• _Статья_:
------------------------

И оно близится для всех! Сезанн привез из Экса несколько полотен. Два из них, в том числе портрет Валабрега, он рассчитывает представить в Салон. Но у него нет ни малейшего желания быть принятым. Напротив, он бы очень досадовал, если бы эти господа из жюри одобрили его работы. Некоторые художники, стараясь снискать благосклонность членов жюри, выносят на их суд лишь самые бесцветные свои произведения, а Сезанн нарочно выбирает то, что больше всего может попортить им кровь, хотя не сомневается в провале. Друзья-художники приветствуют задор Сезанна и «собираются чествовать его»[61].
Между прочим, идут слухи, что в этом, то есть в 1866 году, жюри будет придирчиво, как никогда. Прием, уготованный в прошлом году «Олимпии» критикой и публикой, показал, что делать поблажки не только бесполезно, но и опасно: при излишней снисходительности жюри может в конце концов стать всеобщим посмешищем. Молодым художникам надоело постоянно зависеть от того судилища, в компетентность которого они не верят. Они хотели бы, чтобы был восстановлен Салон отверженных, и поговаривают о том, что надо с этой целью составить петицию. Конечно, не все так смелы, как Сезанн, чье демонстративное поведение – прямой вызов жюри. Одни хитрят, другие ворчат, кое-кто грозит, большинство мечется – каждый действует в зависимости от характера. Всех лихорадит. Золя – успех у Вильмессана сделал его уверенным и зубастым – воодушевляется при мысли о возможной схватке.
Новый патрон сразу дал ему понять, как важно держать публику в постоянном напряжении, изо дня в день удивлять, потрясать ее. Легкий урок! Больше чем когда-либо спешит Золя помериться силой с толпой, завести с ней ту жаркую полемику, для которой он чувствует себя рожденным. Он любит битву ради битвы. У него потребность в буре и волнениях. Борьба, она укрепляет не устоявшиеся еще убеждения, заглушает в душе голос робости, помогает заглушить сомнение в своих силах. Бороться – значит забыться, проявить себя, стать, наконец, самим собой, то есть таким, каким хочешь быть.
Можно себе представить, какой шум стоит по четвергам на ужинах у Золя. Сезанн далеко не самый сдержанный. Он стал решительно неузнаваем. Напялив на себя красный жилет, явно щеголяя им, он, бородатый, всклокоченный, умышленно старается прослыть невежей и неряхой. Резкость его суждений, склонность к бахвальству – ведь он южанин – и врожденная застенчивость в сочетании образуют поразительную смесь. «Кра, кра, кра!» – каркает он при встрече со священником.

------------------------

• _Строки данных_:
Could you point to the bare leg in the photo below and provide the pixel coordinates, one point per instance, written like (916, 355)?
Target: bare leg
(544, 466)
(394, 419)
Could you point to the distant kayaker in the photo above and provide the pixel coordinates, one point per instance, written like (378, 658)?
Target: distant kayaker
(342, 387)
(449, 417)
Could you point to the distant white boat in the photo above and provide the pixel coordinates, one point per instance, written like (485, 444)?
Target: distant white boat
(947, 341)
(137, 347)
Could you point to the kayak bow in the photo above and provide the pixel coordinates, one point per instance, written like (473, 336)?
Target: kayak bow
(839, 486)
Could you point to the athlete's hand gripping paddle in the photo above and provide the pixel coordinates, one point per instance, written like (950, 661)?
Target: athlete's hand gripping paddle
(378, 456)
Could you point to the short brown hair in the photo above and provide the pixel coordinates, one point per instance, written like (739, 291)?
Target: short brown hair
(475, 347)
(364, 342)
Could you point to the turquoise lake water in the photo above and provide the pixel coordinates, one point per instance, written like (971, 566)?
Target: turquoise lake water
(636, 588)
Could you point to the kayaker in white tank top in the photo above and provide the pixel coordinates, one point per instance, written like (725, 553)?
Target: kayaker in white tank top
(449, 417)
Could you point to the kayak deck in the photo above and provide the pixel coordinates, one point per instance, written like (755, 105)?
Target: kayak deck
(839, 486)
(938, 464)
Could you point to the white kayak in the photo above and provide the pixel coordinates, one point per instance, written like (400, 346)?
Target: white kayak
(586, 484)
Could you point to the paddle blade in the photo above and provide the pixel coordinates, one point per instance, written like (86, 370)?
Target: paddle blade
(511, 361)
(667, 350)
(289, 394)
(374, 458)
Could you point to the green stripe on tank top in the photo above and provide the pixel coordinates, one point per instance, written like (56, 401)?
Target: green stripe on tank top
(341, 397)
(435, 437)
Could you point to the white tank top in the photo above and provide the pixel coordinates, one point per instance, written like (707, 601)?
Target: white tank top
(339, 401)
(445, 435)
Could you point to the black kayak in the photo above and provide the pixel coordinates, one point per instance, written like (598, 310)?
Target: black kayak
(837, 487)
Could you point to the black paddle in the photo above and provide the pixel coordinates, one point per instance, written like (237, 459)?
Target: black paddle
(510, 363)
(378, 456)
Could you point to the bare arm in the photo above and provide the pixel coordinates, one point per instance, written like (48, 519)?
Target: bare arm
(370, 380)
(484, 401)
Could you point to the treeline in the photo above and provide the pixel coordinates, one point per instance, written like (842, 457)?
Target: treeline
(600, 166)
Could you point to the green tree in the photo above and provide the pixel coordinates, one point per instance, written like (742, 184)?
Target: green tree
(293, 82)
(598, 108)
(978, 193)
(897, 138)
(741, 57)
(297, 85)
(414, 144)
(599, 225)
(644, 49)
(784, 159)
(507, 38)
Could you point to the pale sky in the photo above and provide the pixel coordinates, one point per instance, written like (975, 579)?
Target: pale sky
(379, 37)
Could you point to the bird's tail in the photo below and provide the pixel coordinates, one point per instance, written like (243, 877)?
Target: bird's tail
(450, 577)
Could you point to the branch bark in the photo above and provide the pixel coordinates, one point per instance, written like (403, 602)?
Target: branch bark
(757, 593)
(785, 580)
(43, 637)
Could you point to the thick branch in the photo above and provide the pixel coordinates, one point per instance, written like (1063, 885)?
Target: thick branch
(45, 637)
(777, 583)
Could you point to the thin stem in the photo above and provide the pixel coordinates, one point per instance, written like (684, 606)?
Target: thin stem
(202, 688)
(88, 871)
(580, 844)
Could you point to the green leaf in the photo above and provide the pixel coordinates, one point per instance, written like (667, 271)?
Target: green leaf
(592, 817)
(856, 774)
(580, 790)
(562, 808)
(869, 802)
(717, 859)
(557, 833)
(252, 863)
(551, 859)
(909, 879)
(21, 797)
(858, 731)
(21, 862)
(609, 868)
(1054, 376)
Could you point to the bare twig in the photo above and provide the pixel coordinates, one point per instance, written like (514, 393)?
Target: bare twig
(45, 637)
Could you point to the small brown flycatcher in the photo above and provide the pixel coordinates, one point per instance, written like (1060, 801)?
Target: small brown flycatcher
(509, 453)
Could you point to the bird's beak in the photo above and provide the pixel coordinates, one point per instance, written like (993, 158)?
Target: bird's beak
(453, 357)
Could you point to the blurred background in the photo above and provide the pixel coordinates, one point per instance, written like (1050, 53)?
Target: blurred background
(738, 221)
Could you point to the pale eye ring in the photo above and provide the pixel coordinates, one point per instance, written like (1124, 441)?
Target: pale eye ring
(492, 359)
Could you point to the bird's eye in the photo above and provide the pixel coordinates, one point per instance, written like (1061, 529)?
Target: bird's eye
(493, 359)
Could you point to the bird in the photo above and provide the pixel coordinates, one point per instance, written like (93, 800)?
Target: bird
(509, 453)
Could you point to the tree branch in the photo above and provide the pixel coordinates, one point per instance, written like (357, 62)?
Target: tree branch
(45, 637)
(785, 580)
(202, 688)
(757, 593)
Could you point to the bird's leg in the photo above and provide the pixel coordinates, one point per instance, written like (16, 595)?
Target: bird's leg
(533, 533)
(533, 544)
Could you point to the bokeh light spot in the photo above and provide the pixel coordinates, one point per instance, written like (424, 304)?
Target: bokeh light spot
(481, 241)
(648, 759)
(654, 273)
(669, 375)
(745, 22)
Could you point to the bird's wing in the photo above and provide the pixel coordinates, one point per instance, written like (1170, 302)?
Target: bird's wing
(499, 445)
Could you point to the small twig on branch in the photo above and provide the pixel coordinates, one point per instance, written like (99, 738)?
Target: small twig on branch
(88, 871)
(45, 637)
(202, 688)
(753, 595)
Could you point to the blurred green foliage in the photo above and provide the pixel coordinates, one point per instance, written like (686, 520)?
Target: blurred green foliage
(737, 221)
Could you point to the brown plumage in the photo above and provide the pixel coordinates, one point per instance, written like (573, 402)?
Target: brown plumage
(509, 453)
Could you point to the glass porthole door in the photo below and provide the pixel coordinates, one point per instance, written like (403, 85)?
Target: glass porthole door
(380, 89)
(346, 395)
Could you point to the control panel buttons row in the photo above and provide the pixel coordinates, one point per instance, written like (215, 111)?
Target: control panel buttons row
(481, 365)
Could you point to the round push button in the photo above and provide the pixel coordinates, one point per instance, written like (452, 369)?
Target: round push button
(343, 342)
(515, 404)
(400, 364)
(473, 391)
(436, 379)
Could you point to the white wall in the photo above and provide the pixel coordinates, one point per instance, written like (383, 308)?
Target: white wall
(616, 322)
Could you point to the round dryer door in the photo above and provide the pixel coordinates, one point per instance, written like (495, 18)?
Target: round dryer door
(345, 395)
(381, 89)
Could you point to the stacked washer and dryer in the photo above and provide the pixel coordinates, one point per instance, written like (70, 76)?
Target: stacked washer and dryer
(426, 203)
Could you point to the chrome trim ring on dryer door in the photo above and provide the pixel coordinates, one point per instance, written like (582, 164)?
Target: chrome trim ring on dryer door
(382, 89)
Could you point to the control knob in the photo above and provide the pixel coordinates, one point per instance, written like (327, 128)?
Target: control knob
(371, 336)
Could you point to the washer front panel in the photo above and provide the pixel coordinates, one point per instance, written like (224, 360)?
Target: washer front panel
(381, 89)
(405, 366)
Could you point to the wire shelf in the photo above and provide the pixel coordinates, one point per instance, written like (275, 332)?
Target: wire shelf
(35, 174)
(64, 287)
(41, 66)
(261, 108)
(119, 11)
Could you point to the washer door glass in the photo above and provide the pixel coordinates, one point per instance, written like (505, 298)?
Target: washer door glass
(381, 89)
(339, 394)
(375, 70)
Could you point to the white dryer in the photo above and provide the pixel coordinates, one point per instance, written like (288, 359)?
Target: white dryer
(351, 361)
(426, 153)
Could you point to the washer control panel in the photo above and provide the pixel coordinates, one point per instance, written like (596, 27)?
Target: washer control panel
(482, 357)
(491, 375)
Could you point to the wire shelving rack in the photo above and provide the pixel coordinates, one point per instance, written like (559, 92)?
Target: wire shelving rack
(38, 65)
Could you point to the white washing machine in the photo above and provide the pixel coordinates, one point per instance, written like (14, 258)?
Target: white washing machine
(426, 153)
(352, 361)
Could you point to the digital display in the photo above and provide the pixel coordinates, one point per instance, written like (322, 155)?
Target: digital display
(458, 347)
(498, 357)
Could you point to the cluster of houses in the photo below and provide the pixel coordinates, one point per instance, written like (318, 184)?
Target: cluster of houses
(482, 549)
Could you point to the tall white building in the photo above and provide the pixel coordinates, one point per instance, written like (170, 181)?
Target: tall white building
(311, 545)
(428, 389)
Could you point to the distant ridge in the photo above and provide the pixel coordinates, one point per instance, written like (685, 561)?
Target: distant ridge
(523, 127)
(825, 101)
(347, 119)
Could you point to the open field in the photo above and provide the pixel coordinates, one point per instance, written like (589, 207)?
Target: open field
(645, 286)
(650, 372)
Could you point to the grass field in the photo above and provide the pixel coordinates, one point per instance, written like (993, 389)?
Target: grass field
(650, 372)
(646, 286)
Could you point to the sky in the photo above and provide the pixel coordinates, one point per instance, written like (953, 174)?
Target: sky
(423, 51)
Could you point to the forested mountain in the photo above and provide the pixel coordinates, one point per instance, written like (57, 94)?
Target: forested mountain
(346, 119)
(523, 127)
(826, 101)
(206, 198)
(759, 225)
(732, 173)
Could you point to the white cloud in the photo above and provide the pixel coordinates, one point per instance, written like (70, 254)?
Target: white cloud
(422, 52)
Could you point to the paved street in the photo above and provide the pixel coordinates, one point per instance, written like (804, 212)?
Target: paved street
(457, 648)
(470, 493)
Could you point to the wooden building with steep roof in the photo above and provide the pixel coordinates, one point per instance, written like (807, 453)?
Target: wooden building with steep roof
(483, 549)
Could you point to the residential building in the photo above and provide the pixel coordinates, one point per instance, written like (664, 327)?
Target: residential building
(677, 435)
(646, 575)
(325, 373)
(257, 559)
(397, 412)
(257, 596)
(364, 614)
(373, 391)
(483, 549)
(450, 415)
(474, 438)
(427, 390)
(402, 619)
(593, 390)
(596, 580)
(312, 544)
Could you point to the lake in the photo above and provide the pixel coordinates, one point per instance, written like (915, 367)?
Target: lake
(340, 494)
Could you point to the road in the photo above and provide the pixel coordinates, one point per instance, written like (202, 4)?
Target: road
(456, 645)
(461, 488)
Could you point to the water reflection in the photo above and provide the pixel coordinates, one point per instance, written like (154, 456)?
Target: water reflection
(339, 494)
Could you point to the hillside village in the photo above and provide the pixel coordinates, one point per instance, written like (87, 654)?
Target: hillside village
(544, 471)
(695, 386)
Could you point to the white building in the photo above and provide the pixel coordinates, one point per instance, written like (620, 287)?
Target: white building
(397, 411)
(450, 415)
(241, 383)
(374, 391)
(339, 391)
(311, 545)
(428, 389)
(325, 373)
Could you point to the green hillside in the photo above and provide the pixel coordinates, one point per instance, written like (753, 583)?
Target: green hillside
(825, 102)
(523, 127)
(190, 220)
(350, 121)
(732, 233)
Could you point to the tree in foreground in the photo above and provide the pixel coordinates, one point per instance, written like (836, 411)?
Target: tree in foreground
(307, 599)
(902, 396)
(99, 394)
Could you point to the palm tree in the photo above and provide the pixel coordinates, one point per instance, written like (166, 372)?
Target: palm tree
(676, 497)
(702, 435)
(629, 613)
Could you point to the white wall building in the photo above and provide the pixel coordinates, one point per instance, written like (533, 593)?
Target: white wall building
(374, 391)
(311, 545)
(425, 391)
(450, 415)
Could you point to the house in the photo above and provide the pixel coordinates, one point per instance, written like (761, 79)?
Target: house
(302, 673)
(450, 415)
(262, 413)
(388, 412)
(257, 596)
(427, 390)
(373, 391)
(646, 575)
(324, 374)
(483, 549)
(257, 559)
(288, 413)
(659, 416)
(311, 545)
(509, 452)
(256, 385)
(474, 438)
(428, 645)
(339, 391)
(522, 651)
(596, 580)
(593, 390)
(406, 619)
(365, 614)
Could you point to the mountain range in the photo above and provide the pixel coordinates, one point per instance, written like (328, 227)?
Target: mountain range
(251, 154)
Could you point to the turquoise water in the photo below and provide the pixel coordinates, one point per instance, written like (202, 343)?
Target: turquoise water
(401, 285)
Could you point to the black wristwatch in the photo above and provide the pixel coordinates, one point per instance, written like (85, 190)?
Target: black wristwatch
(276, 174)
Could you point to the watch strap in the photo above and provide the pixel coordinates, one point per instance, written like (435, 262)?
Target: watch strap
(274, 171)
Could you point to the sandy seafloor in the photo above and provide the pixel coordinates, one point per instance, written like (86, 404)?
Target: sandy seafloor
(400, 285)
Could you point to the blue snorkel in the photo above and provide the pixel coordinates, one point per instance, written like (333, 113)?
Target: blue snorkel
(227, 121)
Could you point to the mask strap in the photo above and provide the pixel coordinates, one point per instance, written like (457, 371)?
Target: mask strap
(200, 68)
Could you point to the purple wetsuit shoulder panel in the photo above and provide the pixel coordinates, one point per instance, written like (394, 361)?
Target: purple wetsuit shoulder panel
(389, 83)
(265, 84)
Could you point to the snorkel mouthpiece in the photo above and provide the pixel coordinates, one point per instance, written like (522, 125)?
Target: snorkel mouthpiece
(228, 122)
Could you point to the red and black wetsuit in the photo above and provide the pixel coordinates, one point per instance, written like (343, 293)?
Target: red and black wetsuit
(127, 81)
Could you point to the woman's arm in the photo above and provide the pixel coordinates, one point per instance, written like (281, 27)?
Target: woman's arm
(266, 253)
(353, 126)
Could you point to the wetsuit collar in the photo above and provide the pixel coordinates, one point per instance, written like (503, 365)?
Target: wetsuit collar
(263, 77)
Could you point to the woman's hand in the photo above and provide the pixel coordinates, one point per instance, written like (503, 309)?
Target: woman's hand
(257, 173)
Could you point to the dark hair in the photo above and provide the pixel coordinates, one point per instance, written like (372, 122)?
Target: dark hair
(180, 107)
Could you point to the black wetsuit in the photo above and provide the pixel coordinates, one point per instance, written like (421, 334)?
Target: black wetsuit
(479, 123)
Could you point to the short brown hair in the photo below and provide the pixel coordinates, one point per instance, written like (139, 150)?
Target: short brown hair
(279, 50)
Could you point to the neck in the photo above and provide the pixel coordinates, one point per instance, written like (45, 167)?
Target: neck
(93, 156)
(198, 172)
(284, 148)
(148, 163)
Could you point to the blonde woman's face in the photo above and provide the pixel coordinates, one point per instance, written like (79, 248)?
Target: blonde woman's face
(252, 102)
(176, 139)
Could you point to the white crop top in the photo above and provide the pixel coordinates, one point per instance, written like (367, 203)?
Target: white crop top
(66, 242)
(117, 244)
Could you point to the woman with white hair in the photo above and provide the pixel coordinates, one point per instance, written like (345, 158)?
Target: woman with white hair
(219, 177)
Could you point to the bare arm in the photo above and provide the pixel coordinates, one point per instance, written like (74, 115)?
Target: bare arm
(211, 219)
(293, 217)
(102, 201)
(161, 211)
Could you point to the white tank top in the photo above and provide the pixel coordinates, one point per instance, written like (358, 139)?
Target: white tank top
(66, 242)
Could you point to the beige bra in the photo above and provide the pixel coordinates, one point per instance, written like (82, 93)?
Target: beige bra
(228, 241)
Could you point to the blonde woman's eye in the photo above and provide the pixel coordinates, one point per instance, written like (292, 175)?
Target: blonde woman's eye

------------------------

• _Задания_:
A - Пожалуйста, определите, согласуется ли со статьей каждое утверждение, и к каждому ответу «да» или «нет» приведите решающие слова статьи в точности.
(i) Сезанн привез из Экса несколько полотен.
(ii) Сезанн надеется, что жюри примет его работы.
(iii) На ужинах у Золя Сезанн ведет себя сдержаннее всех.
B - Перепечатайте из статьи фрагмент, который открывается словами «Новый патрон сразу» и завершается словами «каким хочешь быть.».

• _Ответы к заданиям_:
A -
(i) Да: «Сезанн привез из Экса несколько полотен».
(ii) Нет: «Но у него нет ни малейшего желания быть принятым».
(iii) Нет: «Сезанн далеко не самый сдержанный».

B -
Новый патрон сразу дал ему понять, как важно держать публику в постоянном напряжении, изо дня в день удивлять, потрясать ее. Легкий урок! Больше чем когда-либо спешит Золя помериться силой с толпой, завести с ней ту жаркую полемику, для которой он чувствует себя рожденным. Он любит битву ради битвы. У него потребность в буре и волнениях. Борьба, она укрепляет не устоявшиеся еще убеждения, заглушает в душе голос робости, помогает заглушить сомнение в своих силах. Бороться – значит забыться, проявить себя, стать, наконец, самим собой, то есть таким, каким хочешь быть.